TEXTAUSZUG

##############################

Kolm: Grundsätzlich muss zwischen den USA und Europa unterschieden werden. In Amerika hat eine besondere Form der Philanthropie Fuß gefasst: Viele wohlhabende Menschen nehmen Aufgaben wahr, die in Europa der Staat erfüllt. Wir rufen immer: "Die Reichen sollen mehr zahlen." Dabei sollte der Staat den Wohlhabenden die Möglichkeit geben, philanthropisch tätig zu werden, ihre Steuerlast reduzieren und ihnen die freie Wahl lassen, in das eine oder andere Projekt zu investieren.

Küblböck: Das sehe ich anders. Die Erkenntnis, dass die ungerechte Verteilung nicht nur moralisch, sondern auch wirtschaftlich ein Problem ist, beginnt sich durchzusetzen. In den vergangenen 30 Jahren ist die Vermögenskonzentration bei den Reichen gestiegen, während die Verteilung immer schlechter funktioniert. Das ist der Grund, warum derzeit in vielen Ländern junge Menschen auf die Straße gehen: Sie sehen keine Lebensperspektive. Da reicht es nicht aus, wenn einige sagen: "Okay, wir spenden etwas mehr und sind ein bisschen philanthropisch tätig."

Standard: Kanzler Faymann schlägt eine Vermögenssteuer für die 80.000 reichsten Österreicher vor. Kritiker befürchten eine Kapitalflucht. Zu Recht?

Küblböck: Der Vorschlag ist sinnvoll. Ein großer Teil des Vermögens, das betroffen wäre, ist in Immobilien angelegt. Das kann nicht flüchten. Österreich ist eines der OECD-Länder mit der niedrigsten Vermögensbesteuerung. Das liegt auch an der niedrigen Grundbesteuerung. Ein Faktor, der die Einführung erschwert, ist das Bankgeheimnis - Finanzvermögen wird nicht deklariert. Gleichzeitig ist Österreich das Land mit der fünftgrößten Millionärsdichte der Welt. Bei diesen Zahlen ist es nicht einzusehen, warum die Vermögenssteuern so niedrig sind.

##############################

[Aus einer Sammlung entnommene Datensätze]
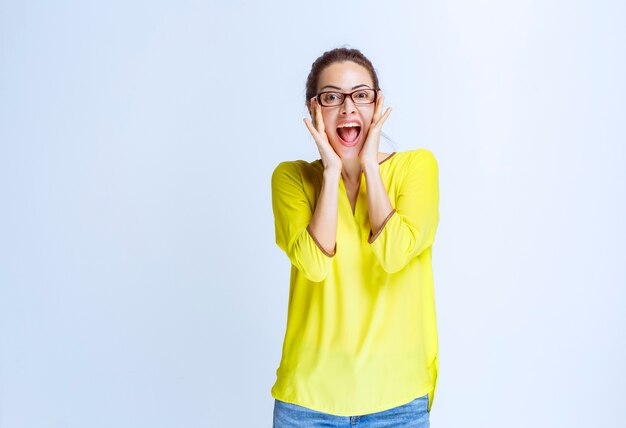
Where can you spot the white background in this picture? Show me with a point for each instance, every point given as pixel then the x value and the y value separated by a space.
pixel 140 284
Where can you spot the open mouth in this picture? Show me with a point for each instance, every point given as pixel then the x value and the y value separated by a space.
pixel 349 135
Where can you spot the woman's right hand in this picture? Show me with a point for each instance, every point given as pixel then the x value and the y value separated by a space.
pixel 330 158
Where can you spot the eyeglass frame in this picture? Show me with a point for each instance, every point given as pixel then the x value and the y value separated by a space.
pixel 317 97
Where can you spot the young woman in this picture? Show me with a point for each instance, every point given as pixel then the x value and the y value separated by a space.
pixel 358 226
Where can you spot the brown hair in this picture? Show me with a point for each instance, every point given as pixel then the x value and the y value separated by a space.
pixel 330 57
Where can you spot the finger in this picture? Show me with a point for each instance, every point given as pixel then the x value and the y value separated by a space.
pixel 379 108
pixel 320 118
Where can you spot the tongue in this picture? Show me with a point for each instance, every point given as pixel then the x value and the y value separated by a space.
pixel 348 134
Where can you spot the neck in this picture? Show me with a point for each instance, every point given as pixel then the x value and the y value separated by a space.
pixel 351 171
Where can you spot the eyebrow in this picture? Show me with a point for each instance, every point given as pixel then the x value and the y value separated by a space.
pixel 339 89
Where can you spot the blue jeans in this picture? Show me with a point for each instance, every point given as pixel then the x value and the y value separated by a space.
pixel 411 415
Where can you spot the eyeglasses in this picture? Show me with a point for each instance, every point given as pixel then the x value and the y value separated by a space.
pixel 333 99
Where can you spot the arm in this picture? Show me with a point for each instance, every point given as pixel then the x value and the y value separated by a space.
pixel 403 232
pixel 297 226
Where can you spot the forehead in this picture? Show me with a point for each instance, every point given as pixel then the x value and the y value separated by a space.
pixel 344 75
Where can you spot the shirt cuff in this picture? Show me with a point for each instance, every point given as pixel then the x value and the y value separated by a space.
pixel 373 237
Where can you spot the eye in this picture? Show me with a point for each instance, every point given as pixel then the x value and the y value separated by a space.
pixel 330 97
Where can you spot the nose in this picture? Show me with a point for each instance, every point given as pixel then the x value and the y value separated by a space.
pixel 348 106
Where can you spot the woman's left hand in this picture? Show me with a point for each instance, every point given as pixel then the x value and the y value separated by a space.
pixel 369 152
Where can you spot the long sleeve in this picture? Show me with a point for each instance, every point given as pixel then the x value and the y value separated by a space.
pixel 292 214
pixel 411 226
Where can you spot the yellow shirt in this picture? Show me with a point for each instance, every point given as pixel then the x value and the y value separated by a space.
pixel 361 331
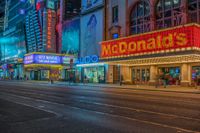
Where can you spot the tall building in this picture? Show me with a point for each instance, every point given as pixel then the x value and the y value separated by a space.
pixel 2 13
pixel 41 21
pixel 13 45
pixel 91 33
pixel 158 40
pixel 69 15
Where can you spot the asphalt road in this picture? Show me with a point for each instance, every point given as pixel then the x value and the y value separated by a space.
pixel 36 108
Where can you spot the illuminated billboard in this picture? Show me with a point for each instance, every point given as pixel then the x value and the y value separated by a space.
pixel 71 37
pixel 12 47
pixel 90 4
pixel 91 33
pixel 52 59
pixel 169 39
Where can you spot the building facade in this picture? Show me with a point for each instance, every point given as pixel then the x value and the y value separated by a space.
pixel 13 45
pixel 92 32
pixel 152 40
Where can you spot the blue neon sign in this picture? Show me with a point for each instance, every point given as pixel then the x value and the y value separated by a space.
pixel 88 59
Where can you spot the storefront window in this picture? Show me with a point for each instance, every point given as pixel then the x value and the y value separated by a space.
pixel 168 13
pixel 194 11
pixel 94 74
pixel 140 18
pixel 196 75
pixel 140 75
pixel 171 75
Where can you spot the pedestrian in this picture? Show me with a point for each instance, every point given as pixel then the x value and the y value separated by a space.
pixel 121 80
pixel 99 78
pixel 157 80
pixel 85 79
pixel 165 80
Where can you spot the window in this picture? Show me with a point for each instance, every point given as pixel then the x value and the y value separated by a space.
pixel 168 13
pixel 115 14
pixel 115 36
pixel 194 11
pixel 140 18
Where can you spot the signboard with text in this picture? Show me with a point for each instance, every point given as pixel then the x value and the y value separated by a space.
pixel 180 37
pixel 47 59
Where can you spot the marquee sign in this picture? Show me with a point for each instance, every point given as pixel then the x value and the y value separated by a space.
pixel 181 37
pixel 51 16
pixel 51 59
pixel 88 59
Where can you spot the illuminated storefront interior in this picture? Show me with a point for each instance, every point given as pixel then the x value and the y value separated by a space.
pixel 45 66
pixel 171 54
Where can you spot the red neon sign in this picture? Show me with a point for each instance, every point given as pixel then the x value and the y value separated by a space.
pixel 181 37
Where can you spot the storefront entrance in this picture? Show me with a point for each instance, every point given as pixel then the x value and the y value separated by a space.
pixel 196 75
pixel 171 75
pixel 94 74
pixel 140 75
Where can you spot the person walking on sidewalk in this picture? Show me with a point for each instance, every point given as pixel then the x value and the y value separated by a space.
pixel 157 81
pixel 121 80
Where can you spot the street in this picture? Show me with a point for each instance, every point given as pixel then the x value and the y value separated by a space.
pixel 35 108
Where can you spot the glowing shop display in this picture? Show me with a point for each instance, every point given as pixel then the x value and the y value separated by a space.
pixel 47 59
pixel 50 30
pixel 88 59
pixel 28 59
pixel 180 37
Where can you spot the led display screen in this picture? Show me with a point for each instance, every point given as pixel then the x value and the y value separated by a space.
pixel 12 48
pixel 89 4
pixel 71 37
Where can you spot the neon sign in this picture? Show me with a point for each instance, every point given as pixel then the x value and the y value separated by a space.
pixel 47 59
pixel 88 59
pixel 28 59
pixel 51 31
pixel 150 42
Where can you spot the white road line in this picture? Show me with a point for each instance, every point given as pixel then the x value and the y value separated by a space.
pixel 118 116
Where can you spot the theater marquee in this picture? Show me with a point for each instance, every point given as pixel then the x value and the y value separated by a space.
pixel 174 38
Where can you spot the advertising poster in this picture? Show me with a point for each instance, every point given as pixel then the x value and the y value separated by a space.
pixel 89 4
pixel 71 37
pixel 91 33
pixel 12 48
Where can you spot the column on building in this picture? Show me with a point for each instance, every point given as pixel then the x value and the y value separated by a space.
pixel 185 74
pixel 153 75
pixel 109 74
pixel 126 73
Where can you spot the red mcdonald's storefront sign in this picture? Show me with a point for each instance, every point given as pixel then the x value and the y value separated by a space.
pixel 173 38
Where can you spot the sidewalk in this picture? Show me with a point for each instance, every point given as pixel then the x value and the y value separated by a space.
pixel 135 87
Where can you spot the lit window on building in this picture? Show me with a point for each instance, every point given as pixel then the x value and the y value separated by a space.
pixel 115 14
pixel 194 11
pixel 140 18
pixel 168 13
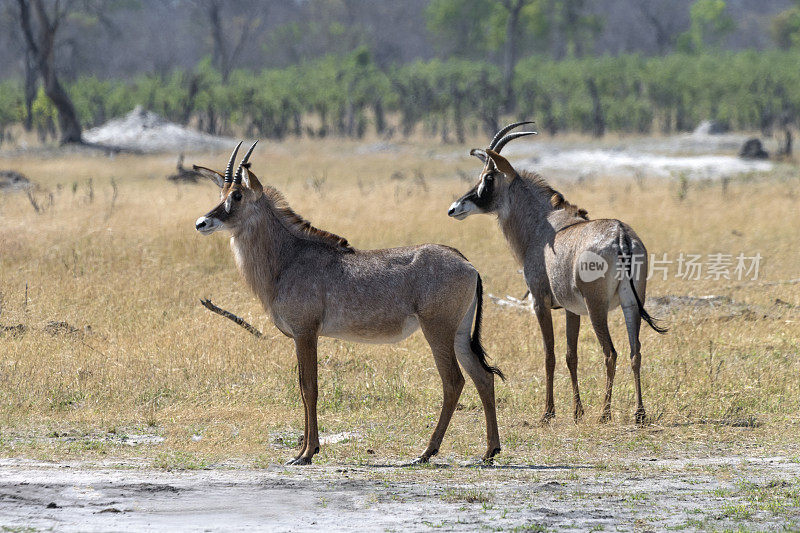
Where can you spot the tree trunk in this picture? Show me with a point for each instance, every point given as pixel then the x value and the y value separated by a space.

##############################

AUFGABEN
(a) Auf welchem Rang liegt Österreich laut dem Interview zur Vermögenssteuer weltweit bei der Millionärsdichte?
(b) Führen Sie alle Sprecherbezeichnungen auf, die im Interview zur Vermögenssteuer vor einem Doppelpunkt am Absatzanfang stehen, und nennen Sie jede nur einmal.
(c) Führen Sie das Interview zur Vermögenssteuer im Anschluss an dessen letzten Absatz weiter.

ERWARTETE ANTWORTEN
(a) Österreich hat die fünftgrößte Millionärsdichte der Welt.

(b) Kolm, Küblböck, Standard

(c)
Kolm: Der Vorschlag ist nicht zielführend. Österreich ist bereits ein Hoch-Steuer-Land. Zehn Prozent der Vermögenden schultern 60 Prozent des Steueraufkommens, sie leisten einen Beitrag fürs Allgemeinwohl - was wollen Sie mehr? Was Sie vergessen, Frau Küblböck: Ein Drittel der sogenannten Superreichen in Österreich sind aus dem Ausland gekommen, weil bei uns der Standort für Vermögende attraktiv ist. Sie bezahlen Steuern, Abgaben und stiften Nutzen. Kapital hat Flügel, und es wird sich verabschieden, sobald die Steuern steigen.

Standard: Wäre eine Reichensteuer aber nicht allein aus Fairnessgründen geboten?

Kolm: Der Haushalt lässt sich nicht über Vermögenssteuern sanieren. Notwendig sind eine schlankere Verwaltung und Strukturreformen. Ich sehe das Problem woanders: Studien belegen, dass Österreich beim Faktor Produktivität im europäischen Vergleich weit hinten liegt. Der Faktor Kapital ist bei uns zu unrentabel. Man sollte sich daher von der Diskussion über mehr Gerechtigkeit verabschieden. Es sollte darum gehen, Österreich wettbewerbsfähiger zu machen. Das geht aber nicht durch höhere Steuern, sondern durch mehr Produktivität. Ein anderes Staatsbild wird notwendig: Man muss aus dem umverteilenden Staat einen ermöglichenden machen.

Küblböck: Ihren Staat, den Sie da beschreiben, können sich nur Reiche leisten. Zu glauben, die Unternehmen müssen nur genug Gewinne machen und diese dann reinvestieren, damit es allen besser geht, ist falsch. Dieser Zusammenhang stimmt nicht mehr: Bis zur Krise sind die Gewinne der Unternehmen enorm gestiegen, die Investitionsquote ist aber zurückgegangen. Die Gewinne sind nicht in die Realwirtschaft, sondern in die Finanzmärkte geflossen. Die Produktivität ist in Österreich sehr wohl gestiegen: Seit 1994 um 21 Prozent, die Reallöhne stagnieren seit Jahren.

Standard: Manche Fragen sich: Kann der Staat mit mehr Geld überhaupt etwas anfangen?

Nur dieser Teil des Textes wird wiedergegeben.